(Object location annotation data)
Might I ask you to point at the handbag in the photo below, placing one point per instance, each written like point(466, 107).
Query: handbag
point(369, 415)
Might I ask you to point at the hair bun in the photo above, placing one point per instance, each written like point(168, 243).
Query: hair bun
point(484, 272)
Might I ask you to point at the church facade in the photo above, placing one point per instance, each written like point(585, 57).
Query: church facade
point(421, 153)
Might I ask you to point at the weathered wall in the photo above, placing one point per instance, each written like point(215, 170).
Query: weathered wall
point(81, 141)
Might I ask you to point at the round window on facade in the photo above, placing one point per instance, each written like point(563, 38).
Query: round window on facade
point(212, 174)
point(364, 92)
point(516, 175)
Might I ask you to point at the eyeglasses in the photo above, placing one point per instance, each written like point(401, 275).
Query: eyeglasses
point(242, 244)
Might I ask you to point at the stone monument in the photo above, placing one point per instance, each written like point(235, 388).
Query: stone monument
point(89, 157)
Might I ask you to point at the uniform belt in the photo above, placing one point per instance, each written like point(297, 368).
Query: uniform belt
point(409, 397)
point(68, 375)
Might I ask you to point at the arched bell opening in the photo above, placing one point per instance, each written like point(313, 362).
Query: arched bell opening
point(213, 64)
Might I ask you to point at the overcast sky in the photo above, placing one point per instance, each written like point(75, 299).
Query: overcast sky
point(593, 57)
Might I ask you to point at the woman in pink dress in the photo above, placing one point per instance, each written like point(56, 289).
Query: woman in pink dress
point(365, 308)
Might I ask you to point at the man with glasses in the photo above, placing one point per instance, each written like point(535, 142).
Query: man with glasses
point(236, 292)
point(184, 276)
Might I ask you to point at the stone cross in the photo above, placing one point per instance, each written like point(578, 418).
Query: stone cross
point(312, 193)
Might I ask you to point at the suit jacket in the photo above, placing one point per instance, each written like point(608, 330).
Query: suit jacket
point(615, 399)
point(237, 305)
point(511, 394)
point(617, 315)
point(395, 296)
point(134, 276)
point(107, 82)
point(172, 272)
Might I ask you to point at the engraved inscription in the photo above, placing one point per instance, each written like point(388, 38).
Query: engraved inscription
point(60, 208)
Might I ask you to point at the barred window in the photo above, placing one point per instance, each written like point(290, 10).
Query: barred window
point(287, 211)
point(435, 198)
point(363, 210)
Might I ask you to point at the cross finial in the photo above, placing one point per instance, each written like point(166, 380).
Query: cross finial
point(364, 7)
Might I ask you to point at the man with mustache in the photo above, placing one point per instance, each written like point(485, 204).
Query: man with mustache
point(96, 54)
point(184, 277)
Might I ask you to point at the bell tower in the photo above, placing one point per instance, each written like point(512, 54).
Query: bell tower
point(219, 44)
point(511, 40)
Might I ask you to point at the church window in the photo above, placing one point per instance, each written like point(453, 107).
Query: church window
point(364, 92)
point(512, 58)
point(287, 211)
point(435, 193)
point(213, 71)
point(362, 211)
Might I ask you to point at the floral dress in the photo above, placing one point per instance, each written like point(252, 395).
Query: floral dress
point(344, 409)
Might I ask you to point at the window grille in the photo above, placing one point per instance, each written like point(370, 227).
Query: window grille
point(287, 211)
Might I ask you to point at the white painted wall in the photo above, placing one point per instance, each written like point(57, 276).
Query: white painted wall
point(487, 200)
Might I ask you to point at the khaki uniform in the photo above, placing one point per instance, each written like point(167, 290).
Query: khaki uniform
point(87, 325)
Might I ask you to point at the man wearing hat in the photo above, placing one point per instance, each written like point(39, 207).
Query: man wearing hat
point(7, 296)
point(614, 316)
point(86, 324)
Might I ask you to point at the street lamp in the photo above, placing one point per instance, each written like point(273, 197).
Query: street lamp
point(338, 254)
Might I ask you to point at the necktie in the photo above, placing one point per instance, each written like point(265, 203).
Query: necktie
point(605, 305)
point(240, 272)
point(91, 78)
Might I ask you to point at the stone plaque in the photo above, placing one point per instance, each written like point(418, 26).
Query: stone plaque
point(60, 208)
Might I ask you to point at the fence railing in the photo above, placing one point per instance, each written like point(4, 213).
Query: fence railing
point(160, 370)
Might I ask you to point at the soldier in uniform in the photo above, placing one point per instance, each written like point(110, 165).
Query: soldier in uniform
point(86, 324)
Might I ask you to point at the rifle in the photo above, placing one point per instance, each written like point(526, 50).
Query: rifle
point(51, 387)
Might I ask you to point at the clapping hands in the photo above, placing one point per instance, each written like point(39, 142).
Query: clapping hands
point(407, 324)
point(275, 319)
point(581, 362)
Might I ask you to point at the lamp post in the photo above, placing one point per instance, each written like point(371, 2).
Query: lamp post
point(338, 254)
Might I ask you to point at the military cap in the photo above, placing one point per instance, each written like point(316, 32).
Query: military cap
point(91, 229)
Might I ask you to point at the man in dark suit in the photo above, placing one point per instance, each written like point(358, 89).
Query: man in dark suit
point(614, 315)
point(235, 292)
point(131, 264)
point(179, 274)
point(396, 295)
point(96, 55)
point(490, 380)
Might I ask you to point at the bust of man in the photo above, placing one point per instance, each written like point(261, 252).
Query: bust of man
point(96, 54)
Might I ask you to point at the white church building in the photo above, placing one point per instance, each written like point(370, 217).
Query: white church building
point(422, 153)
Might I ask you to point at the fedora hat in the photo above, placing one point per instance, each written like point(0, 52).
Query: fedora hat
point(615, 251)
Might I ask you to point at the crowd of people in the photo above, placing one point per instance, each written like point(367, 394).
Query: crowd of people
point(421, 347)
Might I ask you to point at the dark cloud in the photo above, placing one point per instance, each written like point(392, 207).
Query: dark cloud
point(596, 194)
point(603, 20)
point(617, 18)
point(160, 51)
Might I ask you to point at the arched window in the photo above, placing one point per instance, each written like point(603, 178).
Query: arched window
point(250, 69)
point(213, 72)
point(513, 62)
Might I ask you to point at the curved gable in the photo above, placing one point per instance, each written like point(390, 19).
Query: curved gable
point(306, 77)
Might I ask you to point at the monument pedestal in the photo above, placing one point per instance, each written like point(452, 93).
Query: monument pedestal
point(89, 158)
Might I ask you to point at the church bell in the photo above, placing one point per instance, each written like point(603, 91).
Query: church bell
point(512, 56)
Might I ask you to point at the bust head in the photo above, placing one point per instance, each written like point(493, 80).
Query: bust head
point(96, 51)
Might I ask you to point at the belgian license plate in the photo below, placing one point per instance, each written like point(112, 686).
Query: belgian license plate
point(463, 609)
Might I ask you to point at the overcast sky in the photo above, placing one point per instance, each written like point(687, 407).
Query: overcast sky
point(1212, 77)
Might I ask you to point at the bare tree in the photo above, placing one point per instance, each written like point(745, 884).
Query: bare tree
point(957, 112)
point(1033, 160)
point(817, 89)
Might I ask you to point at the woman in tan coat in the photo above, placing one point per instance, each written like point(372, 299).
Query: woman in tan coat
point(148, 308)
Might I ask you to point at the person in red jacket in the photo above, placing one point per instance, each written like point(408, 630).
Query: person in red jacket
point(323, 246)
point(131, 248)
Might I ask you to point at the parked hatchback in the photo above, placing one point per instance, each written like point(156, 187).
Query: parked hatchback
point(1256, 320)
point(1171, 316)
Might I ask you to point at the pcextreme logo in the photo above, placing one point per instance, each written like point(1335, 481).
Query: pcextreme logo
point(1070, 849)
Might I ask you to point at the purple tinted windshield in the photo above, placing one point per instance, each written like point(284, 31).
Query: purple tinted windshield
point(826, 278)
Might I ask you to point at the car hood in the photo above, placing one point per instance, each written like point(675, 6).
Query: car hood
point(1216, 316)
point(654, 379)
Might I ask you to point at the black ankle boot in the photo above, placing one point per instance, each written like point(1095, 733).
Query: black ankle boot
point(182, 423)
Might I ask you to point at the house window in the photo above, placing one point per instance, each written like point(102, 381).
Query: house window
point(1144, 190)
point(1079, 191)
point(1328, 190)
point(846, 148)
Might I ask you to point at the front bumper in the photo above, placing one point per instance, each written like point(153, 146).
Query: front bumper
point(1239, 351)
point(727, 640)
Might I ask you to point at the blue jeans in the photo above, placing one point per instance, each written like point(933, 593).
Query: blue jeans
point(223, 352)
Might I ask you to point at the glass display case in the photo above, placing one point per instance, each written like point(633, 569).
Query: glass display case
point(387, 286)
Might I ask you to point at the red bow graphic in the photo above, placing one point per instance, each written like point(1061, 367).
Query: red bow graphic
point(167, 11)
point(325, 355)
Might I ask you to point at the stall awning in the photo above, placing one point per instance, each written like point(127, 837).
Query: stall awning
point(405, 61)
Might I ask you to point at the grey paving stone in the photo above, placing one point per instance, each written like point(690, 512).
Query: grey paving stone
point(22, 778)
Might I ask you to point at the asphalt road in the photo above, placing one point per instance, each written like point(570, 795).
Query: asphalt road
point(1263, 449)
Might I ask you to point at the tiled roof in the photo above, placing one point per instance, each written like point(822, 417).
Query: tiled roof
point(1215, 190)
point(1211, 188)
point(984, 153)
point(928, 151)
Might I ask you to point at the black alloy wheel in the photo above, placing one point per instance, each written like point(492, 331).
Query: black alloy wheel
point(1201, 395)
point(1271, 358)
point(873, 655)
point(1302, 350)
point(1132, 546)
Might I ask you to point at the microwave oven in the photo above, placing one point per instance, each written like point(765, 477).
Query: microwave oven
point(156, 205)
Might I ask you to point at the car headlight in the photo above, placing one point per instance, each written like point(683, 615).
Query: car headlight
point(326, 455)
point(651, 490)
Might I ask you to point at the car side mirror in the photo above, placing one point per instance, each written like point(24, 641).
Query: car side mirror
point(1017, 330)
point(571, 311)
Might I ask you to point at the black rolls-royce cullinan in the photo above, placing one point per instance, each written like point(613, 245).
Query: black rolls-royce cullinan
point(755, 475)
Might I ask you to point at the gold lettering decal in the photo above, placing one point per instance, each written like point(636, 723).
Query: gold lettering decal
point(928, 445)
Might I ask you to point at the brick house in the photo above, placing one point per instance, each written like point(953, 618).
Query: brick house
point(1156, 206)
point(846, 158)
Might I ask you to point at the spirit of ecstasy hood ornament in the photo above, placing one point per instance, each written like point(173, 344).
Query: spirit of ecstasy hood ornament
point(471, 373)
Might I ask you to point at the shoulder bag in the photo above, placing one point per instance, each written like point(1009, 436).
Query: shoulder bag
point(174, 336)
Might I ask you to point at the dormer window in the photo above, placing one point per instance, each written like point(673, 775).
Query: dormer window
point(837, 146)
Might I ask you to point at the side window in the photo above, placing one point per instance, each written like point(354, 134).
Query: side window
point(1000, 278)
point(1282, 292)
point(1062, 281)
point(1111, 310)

## GOAL:
Edit the data from the line with "Might I ask you to point at the round" to the line with "point(184, 276)", changing every "Query" to "Label" and leaving everything else as it is. Return only those lines.

## RESPONSE FOR THIS EXERCISE:
Might I ask you to point at the round window on facade in the photo above, placing one point per instance, each written like point(563, 38).
Label: round window on facade
point(212, 174)
point(364, 92)
point(516, 175)
Might I ask you to point at the eyeglasses in the photo above, placing one point per instance, each written like point(401, 275).
Label: eyeglasses
point(242, 244)
Might I ask you to point at the stone monument in the photo above, placing one point per instance, each written like point(235, 388).
Label: stone monument
point(89, 157)
Might I ask you to point at the uniform belt in the photo above, placing one point per instance, each written like point(297, 368).
Label: uniform belt
point(409, 397)
point(68, 375)
Might I ask you to point at the arched bell opening in the photo above, placing one point per instance, each written like point(313, 362).
Label: arched bell opening
point(213, 64)
Might I ask you to point at the overcast sky in the photo above, placing one point per instance, each written like point(75, 299).
Label: overcast sky
point(593, 57)
Might I ask you to point at the woman in pink dress in the photo above, placing one point per instance, each written like point(56, 289).
Label: woman in pink dress
point(365, 308)
Might I ask you to point at the man with glasses in the photo above, placing one point per instance, each written like point(535, 142).
Label: man with glasses
point(236, 292)
point(184, 276)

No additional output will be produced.